start THE DATA
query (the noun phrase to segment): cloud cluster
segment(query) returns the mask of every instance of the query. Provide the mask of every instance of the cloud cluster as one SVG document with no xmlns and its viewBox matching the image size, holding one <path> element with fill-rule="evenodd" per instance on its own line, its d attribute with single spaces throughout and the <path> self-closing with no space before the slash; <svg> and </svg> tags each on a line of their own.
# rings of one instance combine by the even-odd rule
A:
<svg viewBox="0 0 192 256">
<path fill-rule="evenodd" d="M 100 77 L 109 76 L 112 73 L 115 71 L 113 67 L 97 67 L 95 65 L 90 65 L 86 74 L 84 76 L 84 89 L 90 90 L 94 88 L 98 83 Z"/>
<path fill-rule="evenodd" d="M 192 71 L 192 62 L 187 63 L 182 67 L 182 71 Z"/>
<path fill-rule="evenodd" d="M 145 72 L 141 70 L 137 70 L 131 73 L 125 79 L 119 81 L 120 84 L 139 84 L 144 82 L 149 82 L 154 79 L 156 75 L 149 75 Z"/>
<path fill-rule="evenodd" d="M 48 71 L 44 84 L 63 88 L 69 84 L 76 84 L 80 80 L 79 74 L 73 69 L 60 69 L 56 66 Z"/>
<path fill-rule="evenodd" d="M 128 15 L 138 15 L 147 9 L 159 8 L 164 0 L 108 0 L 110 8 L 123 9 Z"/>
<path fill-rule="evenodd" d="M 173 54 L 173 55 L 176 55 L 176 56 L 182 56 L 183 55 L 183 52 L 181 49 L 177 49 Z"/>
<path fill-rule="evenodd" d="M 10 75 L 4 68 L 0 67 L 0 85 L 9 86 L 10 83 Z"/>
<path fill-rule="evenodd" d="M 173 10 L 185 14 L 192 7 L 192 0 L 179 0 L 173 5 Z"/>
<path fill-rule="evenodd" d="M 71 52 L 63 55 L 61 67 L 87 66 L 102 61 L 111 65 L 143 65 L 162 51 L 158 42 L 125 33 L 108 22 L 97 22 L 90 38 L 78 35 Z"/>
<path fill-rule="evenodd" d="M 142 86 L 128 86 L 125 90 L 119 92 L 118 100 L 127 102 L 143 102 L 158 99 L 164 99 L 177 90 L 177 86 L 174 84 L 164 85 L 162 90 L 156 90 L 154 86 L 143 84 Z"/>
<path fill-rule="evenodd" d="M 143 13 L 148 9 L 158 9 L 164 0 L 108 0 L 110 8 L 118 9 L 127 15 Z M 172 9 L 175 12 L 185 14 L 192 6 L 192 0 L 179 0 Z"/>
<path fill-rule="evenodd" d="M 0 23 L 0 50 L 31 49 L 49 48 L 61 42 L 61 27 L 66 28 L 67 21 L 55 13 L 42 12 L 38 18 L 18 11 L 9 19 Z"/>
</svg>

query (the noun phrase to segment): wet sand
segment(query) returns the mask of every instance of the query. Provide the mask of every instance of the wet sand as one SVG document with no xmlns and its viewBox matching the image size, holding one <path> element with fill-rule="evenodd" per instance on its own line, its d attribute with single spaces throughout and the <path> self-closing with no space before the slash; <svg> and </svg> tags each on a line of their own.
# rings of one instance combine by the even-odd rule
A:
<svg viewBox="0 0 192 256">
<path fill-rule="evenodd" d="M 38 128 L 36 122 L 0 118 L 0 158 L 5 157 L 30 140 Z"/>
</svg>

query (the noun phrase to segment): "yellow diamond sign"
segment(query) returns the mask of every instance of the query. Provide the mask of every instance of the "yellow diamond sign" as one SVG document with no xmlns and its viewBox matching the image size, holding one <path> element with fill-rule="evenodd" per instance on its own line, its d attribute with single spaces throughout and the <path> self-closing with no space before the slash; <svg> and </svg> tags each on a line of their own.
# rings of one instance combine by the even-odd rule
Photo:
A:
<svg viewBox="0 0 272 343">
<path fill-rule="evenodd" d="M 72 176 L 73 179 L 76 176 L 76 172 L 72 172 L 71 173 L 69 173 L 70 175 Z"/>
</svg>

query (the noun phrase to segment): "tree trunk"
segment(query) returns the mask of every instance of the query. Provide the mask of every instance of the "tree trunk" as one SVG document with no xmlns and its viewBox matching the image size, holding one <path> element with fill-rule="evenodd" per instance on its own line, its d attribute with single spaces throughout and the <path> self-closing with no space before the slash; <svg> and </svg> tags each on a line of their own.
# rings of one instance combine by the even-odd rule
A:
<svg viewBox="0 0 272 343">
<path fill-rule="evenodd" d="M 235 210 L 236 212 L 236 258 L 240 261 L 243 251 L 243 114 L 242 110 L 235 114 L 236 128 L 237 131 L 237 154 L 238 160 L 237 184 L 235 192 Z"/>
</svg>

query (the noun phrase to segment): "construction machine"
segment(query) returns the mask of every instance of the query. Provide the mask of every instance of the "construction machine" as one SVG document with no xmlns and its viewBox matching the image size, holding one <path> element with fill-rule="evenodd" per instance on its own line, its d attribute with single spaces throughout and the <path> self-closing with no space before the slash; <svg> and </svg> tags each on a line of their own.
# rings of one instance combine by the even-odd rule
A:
end THE DATA
• [EXERCISE INSTRUCTIONS]:
Copy the items again from their first line through the line that contains "173 10 L 185", both ends included, with the requests left as they are. Raise every number in the answers, both the path coordinates and the viewBox values, by 142.

• [THE ANSWER]:
query (the noun phrase to segment): cloud cluster
segment(query) returns the mask of every instance of the query. Provide the mask of every instance of the cloud cluster as one SVG document with no xmlns and its viewBox matching the image size, holding one <path> element with fill-rule="evenodd" per instance on its own line, its d attribute with single spaces throughout and the <path> self-closing with no space before the slash; <svg> and </svg> tags each on a line of their own.
# rings of one instance combine by the even-odd rule
A:
<svg viewBox="142 142 334 398">
<path fill-rule="evenodd" d="M 242 219 L 251 218 L 254 215 L 257 213 L 255 209 L 239 209 L 237 207 L 232 207 L 228 216 L 226 218 L 226 231 L 232 232 L 236 230 L 240 225 Z"/>
<path fill-rule="evenodd" d="M 334 213 L 334 204 L 329 205 L 324 209 L 324 213 Z"/>
<path fill-rule="evenodd" d="M 287 214 L 283 212 L 279 212 L 273 215 L 267 221 L 261 223 L 262 226 L 281 226 L 286 224 L 291 224 L 296 221 L 298 217 L 291 217 Z"/>
<path fill-rule="evenodd" d="M 190 213 L 186 226 L 205 230 L 211 226 L 218 226 L 222 222 L 221 216 L 215 211 L 202 211 L 198 208 Z"/>
<path fill-rule="evenodd" d="M 270 157 L 280 157 L 289 151 L 301 150 L 306 142 L 250 142 L 252 150 L 265 151 Z"/>
<path fill-rule="evenodd" d="M 315 196 L 315 197 L 318 197 L 318 198 L 324 198 L 325 197 L 325 194 L 323 191 L 319 191 Z"/>
<path fill-rule="evenodd" d="M 152 217 L 146 210 L 142 209 L 142 227 L 151 228 L 152 225 Z"/>
<path fill-rule="evenodd" d="M 315 152 L 327 156 L 334 149 L 334 142 L 321 142 L 315 147 Z"/>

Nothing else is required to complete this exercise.